Touristen aus Westdeutschland, die Spaniens Weinmetropole Tarragona in Richtung Madrid verlassen, treffen nach fünf Kilometern ein Stück Heimat an: In spanischen Olivenhainen wachsen deutsche Fabriken.

An einem langgestreckten Gebäude prangt die Aufschrift »Seidensticker -Espanola SA«; 550 Spanierinnen schneidern hier täglich 8000 Herrenoberhemden für die Bielefelder Textilgruppe. Wenig weiter sind Handwerker auf einem 80 Hektar großen Areal damit beschäftigt, das Petrochemie-Werk Industrias Químicas Asociadas zu vollenden, an dem die Farbwerke Hoechst mit 25 Prozent beteiligt sind.

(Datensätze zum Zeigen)

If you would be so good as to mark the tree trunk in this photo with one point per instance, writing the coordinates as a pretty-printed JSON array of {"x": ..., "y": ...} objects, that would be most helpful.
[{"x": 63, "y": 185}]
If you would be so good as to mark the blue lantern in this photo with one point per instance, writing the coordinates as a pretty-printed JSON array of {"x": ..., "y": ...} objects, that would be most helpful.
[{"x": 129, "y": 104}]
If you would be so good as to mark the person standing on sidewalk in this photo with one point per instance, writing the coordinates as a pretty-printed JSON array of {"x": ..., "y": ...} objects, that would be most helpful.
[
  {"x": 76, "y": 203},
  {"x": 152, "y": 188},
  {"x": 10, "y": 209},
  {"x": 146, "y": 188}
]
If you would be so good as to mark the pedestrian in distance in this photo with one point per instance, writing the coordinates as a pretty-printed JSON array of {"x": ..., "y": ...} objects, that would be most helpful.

--

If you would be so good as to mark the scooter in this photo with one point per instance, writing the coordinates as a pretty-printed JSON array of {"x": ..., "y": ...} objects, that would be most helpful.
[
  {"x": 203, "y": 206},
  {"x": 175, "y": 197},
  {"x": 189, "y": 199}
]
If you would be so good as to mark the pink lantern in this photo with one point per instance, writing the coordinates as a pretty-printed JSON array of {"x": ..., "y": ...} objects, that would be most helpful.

Teilaufgaben ▸
A. Wie viele Herrenoberhemden schneidern die Spanierinnen laut dem Text über deutsche Fabriken in Spanien täglich?
B. Nenne sämtliche Zahlenangaben, die im Text über deutsche Fabriken in Spanien vorkommen, jeweils mit ihrer Einheit oder ihrem Bezugswort.
C. Gib aus dem Text über deutsche Fabriken in Spanien die Passage von "An einem langgestreckten" bis einschließlich "Prozent beteiligt sind." wörtlich wieder.

Ergebnisse je Aufgabe ▸
A. Sie schneidern täglich 8000 Herrenoberhemden.

B.
- fünf Kilometer
- 550 Spanierinnen
- 8000 Herrenoberhemden
- 80 Hektar
- 25 Prozent

C.
An einem langgestreckten Gebäude prangt die Aufschrift »Seidensticker -Espanola SA«; 550 Spanierinnen schneidern hier täglich 8000 Herrenoberhemden für die Bielefelder Textilgruppe. Wenig weiter sind Handwerker auf einem 80 Hektar großen Areal damit beschäftigt, das Petrochemie-Werk Industrias Químicas Asociadas zu vollenden, an dem die Farbwerke Hoechst mit 25 Prozent beteiligt sind.